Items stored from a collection
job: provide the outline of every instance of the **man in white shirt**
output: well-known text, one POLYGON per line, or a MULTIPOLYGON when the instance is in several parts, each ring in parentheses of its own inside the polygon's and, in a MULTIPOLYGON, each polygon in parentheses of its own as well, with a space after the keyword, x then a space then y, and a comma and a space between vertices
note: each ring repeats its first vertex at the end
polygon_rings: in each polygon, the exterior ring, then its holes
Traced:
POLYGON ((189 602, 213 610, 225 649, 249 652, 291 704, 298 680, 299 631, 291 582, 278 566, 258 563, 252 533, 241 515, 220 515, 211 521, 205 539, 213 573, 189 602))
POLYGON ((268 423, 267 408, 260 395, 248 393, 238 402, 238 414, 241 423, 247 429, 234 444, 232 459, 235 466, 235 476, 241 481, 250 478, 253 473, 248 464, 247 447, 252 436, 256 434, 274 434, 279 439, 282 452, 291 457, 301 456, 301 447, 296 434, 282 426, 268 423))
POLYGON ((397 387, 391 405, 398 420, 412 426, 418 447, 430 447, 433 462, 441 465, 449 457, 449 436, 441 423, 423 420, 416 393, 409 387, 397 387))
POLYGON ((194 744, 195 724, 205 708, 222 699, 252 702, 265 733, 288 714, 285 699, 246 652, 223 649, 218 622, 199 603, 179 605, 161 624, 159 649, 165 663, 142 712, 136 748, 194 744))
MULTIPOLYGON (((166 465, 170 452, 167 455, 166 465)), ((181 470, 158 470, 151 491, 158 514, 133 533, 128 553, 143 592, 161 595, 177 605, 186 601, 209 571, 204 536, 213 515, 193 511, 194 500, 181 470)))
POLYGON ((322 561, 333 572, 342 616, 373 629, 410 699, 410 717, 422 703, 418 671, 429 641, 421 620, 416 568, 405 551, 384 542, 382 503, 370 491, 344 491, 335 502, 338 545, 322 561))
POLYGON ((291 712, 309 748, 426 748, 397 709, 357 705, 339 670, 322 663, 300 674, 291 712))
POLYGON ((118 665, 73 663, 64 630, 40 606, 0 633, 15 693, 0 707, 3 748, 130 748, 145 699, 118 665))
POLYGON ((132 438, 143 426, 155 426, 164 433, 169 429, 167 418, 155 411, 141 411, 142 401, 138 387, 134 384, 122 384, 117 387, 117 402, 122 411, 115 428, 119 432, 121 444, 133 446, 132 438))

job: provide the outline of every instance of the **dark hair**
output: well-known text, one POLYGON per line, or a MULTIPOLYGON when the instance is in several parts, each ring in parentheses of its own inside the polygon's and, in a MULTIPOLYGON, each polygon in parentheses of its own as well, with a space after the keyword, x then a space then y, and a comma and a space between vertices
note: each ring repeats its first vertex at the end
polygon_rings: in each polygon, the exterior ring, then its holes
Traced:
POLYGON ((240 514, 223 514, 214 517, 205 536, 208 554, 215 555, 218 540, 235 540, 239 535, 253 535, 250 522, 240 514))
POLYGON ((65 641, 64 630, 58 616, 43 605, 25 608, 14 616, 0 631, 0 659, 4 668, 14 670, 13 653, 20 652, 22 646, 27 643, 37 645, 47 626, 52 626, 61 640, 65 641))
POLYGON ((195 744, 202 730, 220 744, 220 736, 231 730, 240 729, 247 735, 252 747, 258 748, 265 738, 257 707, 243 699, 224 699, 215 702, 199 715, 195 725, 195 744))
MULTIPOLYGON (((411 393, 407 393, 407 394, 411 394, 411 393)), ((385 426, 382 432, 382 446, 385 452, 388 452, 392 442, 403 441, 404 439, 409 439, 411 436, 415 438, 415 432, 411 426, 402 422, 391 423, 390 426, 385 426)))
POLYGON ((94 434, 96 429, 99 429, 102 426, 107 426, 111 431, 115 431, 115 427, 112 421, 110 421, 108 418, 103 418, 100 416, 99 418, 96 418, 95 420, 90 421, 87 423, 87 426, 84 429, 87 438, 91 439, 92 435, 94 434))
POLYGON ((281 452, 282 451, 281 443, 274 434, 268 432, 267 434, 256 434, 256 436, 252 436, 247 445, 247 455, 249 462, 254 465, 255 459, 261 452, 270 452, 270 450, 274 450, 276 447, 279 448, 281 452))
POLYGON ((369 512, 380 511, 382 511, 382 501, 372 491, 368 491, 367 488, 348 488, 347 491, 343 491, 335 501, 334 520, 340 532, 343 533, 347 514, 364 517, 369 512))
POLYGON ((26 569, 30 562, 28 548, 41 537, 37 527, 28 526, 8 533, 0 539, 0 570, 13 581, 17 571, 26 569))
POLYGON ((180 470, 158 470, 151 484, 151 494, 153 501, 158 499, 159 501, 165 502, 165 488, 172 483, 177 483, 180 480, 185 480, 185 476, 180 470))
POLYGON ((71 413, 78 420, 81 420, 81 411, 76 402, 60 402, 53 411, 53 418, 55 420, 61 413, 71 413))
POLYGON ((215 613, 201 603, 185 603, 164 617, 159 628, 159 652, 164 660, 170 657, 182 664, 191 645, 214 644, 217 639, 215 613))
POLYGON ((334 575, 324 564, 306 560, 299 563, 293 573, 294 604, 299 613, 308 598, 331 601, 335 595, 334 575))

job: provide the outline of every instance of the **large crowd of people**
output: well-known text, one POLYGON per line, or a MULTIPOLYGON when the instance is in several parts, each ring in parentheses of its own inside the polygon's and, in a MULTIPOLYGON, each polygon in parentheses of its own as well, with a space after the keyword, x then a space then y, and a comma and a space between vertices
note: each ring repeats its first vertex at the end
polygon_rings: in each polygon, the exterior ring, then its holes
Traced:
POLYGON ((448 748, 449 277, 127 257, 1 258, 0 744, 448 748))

__Exercise prompt__: Reproduce all of the material above, substituting "give the outline" for every occurrence of "provide the outline" and keeping everything else unchanged.

__Response below__:
job: give the outline of every instance of the **man in white shirt**
output: well-known text, one POLYGON per line, or a MULTIPOLYGON when the instance is in several parts, each ring in parentheses of its own inside the polygon's and, in a MULTIPOLYGON, each polygon in parentheses of its own as well, with a space after the keyword, x then a space then y, and a comma and a space between vertices
note: each ring repeats its first vertex at the end
polygon_rings: in each polygon, the exterior ring, then its holes
Traced:
POLYGON ((189 602, 213 610, 225 649, 249 652, 291 704, 298 680, 299 631, 291 582, 278 566, 258 563, 252 533, 241 515, 220 515, 211 521, 205 539, 213 573, 189 602))
POLYGON ((268 423, 267 408, 260 395, 248 393, 238 402, 238 414, 241 423, 247 429, 234 444, 232 459, 235 466, 235 476, 241 481, 250 478, 253 473, 248 464, 247 447, 252 436, 256 434, 274 434, 279 439, 282 452, 291 457, 301 456, 301 447, 296 434, 282 426, 268 423))
POLYGON ((397 387, 391 405, 398 420, 412 426, 418 447, 430 447, 433 462, 441 465, 449 457, 449 436, 441 423, 423 420, 416 393, 409 387, 397 387))
POLYGON ((194 744, 195 724, 205 708, 222 699, 252 702, 265 733, 288 714, 285 699, 246 652, 223 649, 218 622, 199 603, 179 605, 161 624, 159 649, 165 663, 142 712, 136 748, 194 744))
MULTIPOLYGON (((166 465, 170 452, 167 455, 166 465)), ((181 470, 158 470, 151 491, 158 514, 133 533, 128 553, 143 592, 161 595, 177 605, 186 601, 209 571, 204 536, 213 515, 193 511, 194 500, 181 470)))
POLYGON ((322 561, 333 572, 342 616, 373 629, 410 699, 410 717, 422 703, 418 671, 429 641, 421 620, 416 568, 405 551, 384 542, 382 503, 370 491, 344 491, 335 502, 338 545, 322 561))
POLYGON ((291 712, 309 748, 426 748, 397 709, 357 705, 339 670, 322 663, 300 674, 291 712))
POLYGON ((118 665, 73 663, 64 630, 40 606, 0 633, 15 693, 0 707, 3 748, 130 748, 145 699, 118 665))
POLYGON ((132 438, 143 426, 155 426, 164 433, 169 429, 167 418, 155 411, 141 411, 142 401, 138 387, 134 384, 122 384, 117 387, 117 402, 122 411, 115 428, 119 432, 121 444, 133 446, 132 438))

job: give the outline of every instance of the **dark hair**
output: well-known text, one POLYGON per line, or a MULTIPOLYGON when the instance is in several parts, each ring in parentheses of its own inside the polygon's and, in a MULTIPOLYGON, each polygon in parentheses of its own as well, with a space after the keyword, x then a space then y, and a comma and a space between vertices
note: each ring repeats its first vertex at the end
polygon_rings: in each polygon, the exterior ring, then its holes
Traced:
POLYGON ((240 514, 223 514, 214 517, 205 536, 208 554, 215 555, 218 540, 235 540, 239 535, 253 535, 250 522, 240 514))
POLYGON ((65 641, 64 630, 58 616, 43 605, 25 608, 14 616, 0 631, 0 659, 4 668, 14 670, 13 653, 20 652, 22 646, 27 643, 37 645, 47 626, 52 626, 61 640, 65 641))
POLYGON ((195 744, 202 730, 220 744, 220 736, 231 730, 240 729, 247 735, 252 747, 258 748, 265 738, 257 707, 243 699, 224 699, 215 702, 199 715, 195 725, 195 744))
MULTIPOLYGON (((411 393, 407 393, 407 394, 411 394, 411 393)), ((385 426, 382 432, 382 446, 385 452, 388 452, 392 442, 403 441, 404 439, 409 439, 411 436, 415 438, 415 432, 411 426, 402 422, 391 423, 390 426, 385 426)))
POLYGON ((94 434, 96 429, 99 429, 102 426, 107 426, 111 431, 115 431, 115 427, 112 421, 110 421, 108 418, 103 418, 100 416, 99 418, 96 418, 95 420, 90 421, 87 423, 87 426, 84 429, 87 438, 91 439, 92 435, 94 434))
POLYGON ((281 452, 282 451, 281 443, 274 434, 268 432, 267 434, 256 434, 256 436, 252 436, 247 445, 247 455, 249 462, 254 465, 255 459, 261 452, 270 452, 270 450, 274 450, 276 447, 279 448, 281 452))
POLYGON ((369 512, 380 511, 382 511, 382 501, 372 491, 368 491, 367 488, 348 488, 347 491, 343 491, 335 501, 334 520, 340 532, 343 533, 347 514, 364 517, 369 512))
POLYGON ((26 569, 30 562, 28 548, 41 537, 37 527, 28 526, 8 533, 0 539, 0 570, 13 581, 17 571, 26 569))
POLYGON ((180 470, 158 470, 151 484, 151 494, 153 501, 158 499, 159 501, 165 502, 165 488, 172 483, 177 483, 180 480, 185 480, 185 476, 180 470))
POLYGON ((71 413, 78 420, 81 420, 81 411, 76 402, 60 402, 53 411, 53 418, 55 420, 61 413, 71 413))
POLYGON ((215 613, 201 603, 185 603, 164 617, 159 628, 159 652, 164 660, 170 657, 182 664, 191 645, 214 644, 217 639, 215 613))
POLYGON ((334 575, 324 564, 306 560, 299 563, 293 573, 294 604, 299 613, 308 598, 331 601, 335 595, 334 575))

job: give the outline of every instance of the **large crowd of people**
output: well-known text, one POLYGON per line, or a MULTIPOLYGON when the instance is in several parts, each ring in parentheses of its own inside the polygon's and, in a MULTIPOLYGON, each polygon in parentheses of its own as well, with a space after the keyword, x then a space then y, and a comma and a space between vertices
note: each ring repeats its first vertex at the end
polygon_rings: in each polygon, the exterior ring, then its holes
Traced:
POLYGON ((448 748, 449 277, 127 257, 1 258, 0 744, 448 748))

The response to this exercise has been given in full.